[Region pointing data]
---

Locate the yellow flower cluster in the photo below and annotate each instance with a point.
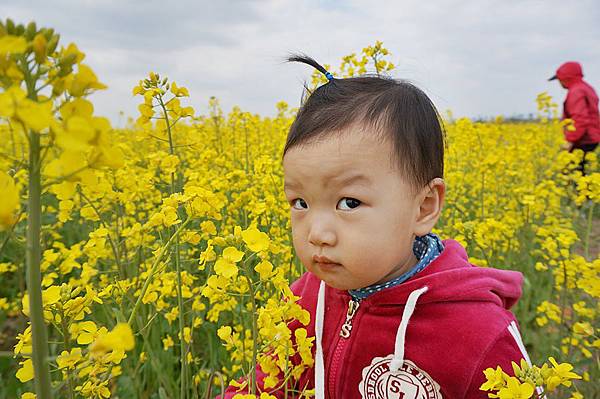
(528, 379)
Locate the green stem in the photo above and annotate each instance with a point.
(182, 348)
(34, 275)
(42, 381)
(153, 270)
(254, 329)
(588, 233)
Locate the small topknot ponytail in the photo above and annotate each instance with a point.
(305, 59)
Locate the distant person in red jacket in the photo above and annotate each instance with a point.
(581, 105)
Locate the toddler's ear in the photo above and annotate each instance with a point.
(431, 201)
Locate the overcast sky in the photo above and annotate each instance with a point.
(477, 58)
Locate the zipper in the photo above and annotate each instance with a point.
(341, 343)
(347, 326)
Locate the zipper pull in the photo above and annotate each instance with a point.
(347, 326)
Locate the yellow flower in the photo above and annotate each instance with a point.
(69, 359)
(224, 333)
(168, 343)
(560, 374)
(255, 240)
(516, 390)
(10, 44)
(120, 338)
(25, 373)
(264, 269)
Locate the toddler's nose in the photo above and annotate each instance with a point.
(322, 233)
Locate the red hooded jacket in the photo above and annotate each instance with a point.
(581, 105)
(461, 325)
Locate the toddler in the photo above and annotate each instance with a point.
(396, 311)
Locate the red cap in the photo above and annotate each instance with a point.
(568, 70)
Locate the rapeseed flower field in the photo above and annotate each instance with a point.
(164, 249)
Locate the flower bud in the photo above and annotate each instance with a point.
(10, 26)
(39, 48)
(30, 31)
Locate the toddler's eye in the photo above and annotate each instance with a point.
(348, 203)
(299, 202)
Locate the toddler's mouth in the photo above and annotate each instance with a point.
(324, 262)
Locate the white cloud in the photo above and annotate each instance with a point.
(478, 58)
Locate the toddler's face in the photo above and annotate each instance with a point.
(350, 205)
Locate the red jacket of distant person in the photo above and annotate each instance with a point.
(460, 326)
(581, 105)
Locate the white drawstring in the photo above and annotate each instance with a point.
(398, 358)
(319, 367)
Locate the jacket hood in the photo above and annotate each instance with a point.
(569, 73)
(451, 278)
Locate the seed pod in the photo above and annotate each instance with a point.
(10, 26)
(30, 31)
(40, 46)
(53, 43)
(20, 30)
(49, 33)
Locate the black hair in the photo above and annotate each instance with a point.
(395, 109)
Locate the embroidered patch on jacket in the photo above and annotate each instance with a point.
(409, 382)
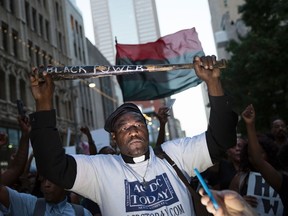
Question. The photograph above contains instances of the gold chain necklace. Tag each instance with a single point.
(144, 183)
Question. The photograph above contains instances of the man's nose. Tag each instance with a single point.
(133, 130)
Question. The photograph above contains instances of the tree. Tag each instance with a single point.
(257, 70)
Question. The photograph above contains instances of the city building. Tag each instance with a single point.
(41, 32)
(226, 23)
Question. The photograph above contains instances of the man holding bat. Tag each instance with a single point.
(136, 182)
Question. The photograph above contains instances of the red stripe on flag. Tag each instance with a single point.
(169, 46)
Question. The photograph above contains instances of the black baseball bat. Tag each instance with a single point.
(83, 72)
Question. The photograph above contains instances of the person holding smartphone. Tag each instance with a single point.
(230, 203)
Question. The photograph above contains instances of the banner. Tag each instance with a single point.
(177, 48)
(269, 202)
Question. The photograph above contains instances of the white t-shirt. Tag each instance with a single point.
(118, 187)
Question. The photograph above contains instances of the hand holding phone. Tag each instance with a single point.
(20, 108)
(206, 189)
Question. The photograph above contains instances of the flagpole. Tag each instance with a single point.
(96, 71)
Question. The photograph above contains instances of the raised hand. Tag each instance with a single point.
(230, 204)
(249, 114)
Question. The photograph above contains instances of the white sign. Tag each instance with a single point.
(269, 202)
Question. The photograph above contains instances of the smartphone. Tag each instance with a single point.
(170, 103)
(20, 108)
(206, 188)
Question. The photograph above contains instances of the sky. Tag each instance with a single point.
(175, 15)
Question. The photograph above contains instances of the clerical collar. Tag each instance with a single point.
(134, 160)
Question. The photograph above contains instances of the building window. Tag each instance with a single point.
(57, 102)
(23, 91)
(59, 41)
(44, 55)
(57, 11)
(2, 85)
(29, 47)
(41, 25)
(11, 6)
(34, 18)
(12, 85)
(5, 38)
(27, 13)
(81, 33)
(15, 43)
(50, 59)
(37, 53)
(76, 25)
(72, 22)
(75, 49)
(47, 27)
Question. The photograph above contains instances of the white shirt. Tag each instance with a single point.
(116, 186)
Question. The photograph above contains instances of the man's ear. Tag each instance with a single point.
(113, 137)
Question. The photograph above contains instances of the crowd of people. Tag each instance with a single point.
(247, 175)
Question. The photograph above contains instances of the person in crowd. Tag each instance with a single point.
(230, 203)
(3, 138)
(87, 203)
(136, 181)
(54, 202)
(274, 177)
(18, 161)
(162, 115)
(279, 131)
(92, 147)
(220, 176)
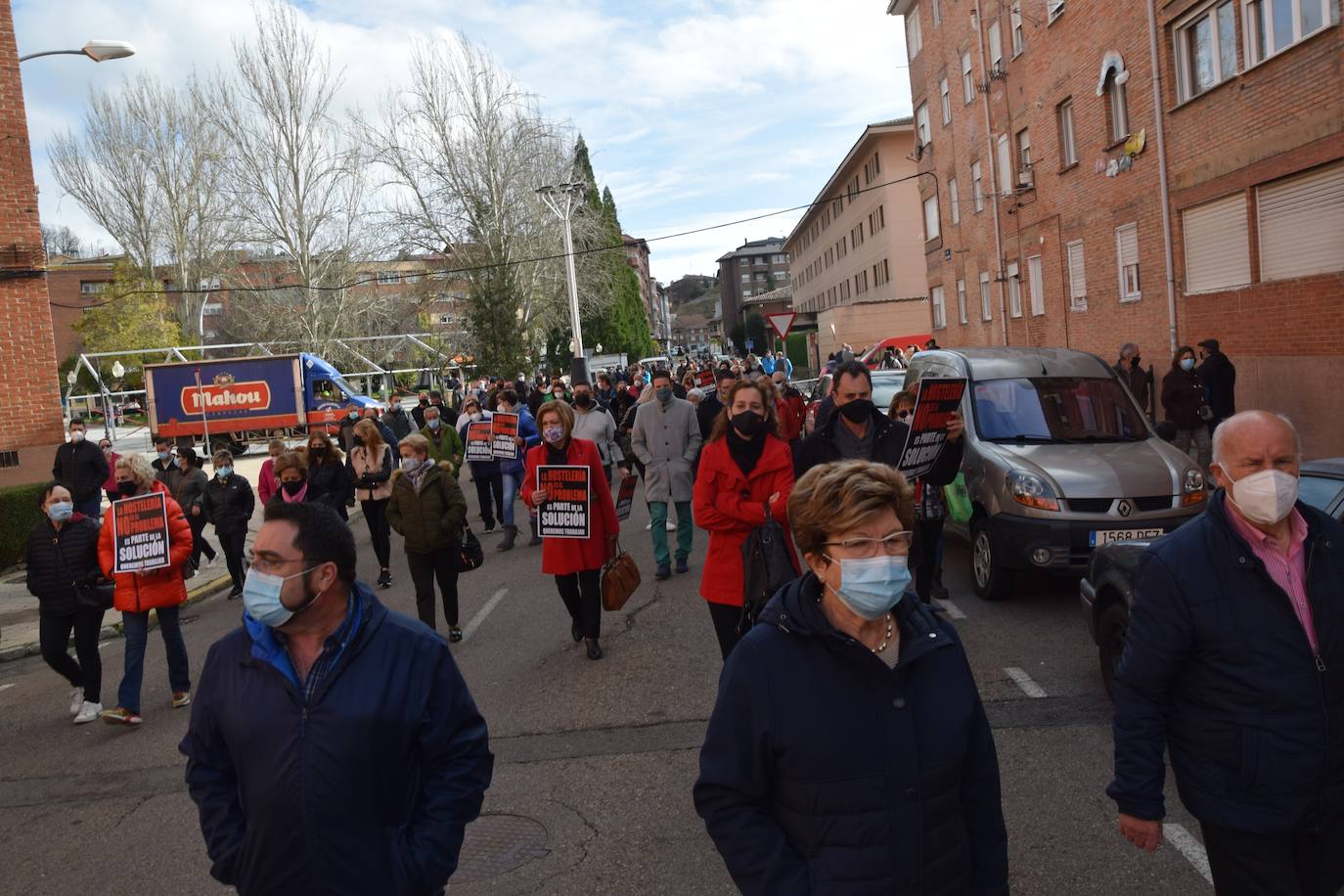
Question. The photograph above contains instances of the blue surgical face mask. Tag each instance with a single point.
(873, 586)
(261, 597)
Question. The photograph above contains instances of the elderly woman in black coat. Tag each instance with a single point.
(848, 751)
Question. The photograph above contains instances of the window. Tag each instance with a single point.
(1217, 238)
(931, 218)
(1067, 154)
(1273, 25)
(1301, 223)
(1206, 50)
(1077, 277)
(1127, 262)
(1035, 285)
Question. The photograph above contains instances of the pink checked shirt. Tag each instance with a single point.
(1289, 572)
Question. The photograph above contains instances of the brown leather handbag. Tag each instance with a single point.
(620, 579)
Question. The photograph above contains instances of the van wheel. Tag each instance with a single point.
(991, 579)
(1110, 636)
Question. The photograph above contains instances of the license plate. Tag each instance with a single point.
(1102, 536)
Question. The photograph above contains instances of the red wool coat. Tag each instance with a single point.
(729, 506)
(562, 557)
(162, 587)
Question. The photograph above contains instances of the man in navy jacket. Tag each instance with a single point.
(1234, 662)
(334, 745)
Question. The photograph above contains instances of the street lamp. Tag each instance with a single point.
(96, 50)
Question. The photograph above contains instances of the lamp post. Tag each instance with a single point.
(96, 50)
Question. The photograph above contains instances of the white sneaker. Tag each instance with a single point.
(87, 712)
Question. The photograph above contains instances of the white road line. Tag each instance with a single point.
(484, 611)
(1024, 681)
(951, 608)
(1189, 848)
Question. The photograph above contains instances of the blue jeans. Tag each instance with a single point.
(685, 529)
(137, 632)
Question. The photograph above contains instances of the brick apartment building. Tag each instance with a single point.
(1039, 121)
(27, 352)
(858, 255)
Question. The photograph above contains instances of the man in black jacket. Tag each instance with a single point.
(82, 469)
(1234, 665)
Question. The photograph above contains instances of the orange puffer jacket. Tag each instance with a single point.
(161, 587)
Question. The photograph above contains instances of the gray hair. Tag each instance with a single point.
(1221, 432)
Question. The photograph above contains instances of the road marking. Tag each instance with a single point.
(1189, 848)
(1024, 681)
(951, 608)
(484, 611)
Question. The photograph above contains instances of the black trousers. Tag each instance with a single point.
(725, 618)
(376, 516)
(54, 637)
(425, 568)
(1301, 864)
(582, 596)
(485, 488)
(232, 543)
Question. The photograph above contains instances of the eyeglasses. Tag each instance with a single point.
(895, 546)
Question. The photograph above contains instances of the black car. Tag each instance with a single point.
(1107, 590)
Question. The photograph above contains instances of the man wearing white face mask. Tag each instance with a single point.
(1234, 662)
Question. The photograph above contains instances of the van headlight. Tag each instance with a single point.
(1192, 490)
(1031, 490)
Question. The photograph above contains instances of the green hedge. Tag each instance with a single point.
(19, 512)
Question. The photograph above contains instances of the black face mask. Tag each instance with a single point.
(858, 410)
(747, 422)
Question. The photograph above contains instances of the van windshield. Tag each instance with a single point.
(1056, 409)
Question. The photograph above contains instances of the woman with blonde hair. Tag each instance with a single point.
(370, 469)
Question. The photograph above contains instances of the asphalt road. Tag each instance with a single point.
(594, 760)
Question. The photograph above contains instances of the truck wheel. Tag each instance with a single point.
(1110, 643)
(991, 579)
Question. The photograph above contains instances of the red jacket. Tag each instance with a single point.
(562, 557)
(729, 506)
(161, 587)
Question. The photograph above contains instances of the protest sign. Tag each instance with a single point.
(478, 442)
(566, 512)
(625, 497)
(934, 405)
(140, 532)
(503, 431)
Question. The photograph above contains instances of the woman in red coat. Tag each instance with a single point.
(575, 563)
(139, 593)
(744, 477)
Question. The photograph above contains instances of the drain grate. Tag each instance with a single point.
(499, 844)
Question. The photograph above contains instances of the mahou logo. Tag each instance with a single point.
(226, 396)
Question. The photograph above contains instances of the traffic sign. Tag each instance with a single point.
(783, 323)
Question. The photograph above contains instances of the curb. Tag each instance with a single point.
(108, 633)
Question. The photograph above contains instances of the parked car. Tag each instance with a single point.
(1058, 461)
(1107, 590)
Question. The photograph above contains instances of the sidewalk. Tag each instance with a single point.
(19, 608)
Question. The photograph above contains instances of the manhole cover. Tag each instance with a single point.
(498, 844)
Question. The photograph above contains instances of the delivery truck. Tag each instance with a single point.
(246, 399)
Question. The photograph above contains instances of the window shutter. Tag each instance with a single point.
(1217, 245)
(1301, 225)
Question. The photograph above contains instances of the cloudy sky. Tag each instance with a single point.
(696, 112)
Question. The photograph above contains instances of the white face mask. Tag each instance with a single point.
(1265, 497)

---

All that is wanted is the lines from the one containing "the white face" through the last line of the records, restated word for word.

Question. The photograph above contains instances of the white face mask. Tag each instance with a single point.
(1265, 497)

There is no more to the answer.